• **Exercise**: Copy every one of the entries below verbatim, line for line, with no changes.

• **Data for this task**:
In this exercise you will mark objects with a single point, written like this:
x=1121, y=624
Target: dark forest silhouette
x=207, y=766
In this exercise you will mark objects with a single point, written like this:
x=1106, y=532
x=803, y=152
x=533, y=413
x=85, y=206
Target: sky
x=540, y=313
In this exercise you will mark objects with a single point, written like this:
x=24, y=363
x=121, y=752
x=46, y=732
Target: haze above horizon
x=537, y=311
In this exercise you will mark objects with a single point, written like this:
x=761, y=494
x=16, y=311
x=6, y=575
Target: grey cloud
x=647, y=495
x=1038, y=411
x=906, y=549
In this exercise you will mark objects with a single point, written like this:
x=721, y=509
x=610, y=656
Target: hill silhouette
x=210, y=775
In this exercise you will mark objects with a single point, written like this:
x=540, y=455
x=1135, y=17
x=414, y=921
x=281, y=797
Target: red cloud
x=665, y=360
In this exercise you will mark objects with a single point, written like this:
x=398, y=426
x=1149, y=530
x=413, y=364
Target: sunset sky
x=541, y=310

• **Answer to the task**:
In this exercise you will mark objects with a single point, written like this:
x=1121, y=624
Target: dark forest silhouette
x=207, y=766
In this exercise you will mark objects with a single point, written like this:
x=1106, y=532
x=803, y=152
x=533, y=413
x=85, y=206
Target: sky
x=540, y=313
In this exercise you will mark objects with a single point, written like this:
x=24, y=363
x=121, y=752
x=46, y=732
Target: haze above horizon
x=537, y=311
In this exercise you will mark objects with a single point, written like this:
x=761, y=494
x=16, y=311
x=6, y=575
Target: grey cloud
x=647, y=495
x=1038, y=411
x=906, y=549
In this exercise you will mark objects with a single point, written like this:
x=721, y=509
x=610, y=656
Target: hill silhouette
x=210, y=775
In this exercise you will mark objects with a single point, written like this:
x=540, y=455
x=1135, y=17
x=414, y=921
x=281, y=797
Target: red cloud
x=665, y=360
In this exercise you will mark objects with a single point, written like this:
x=398, y=426
x=1149, y=530
x=413, y=364
Target: sunset sky
x=541, y=310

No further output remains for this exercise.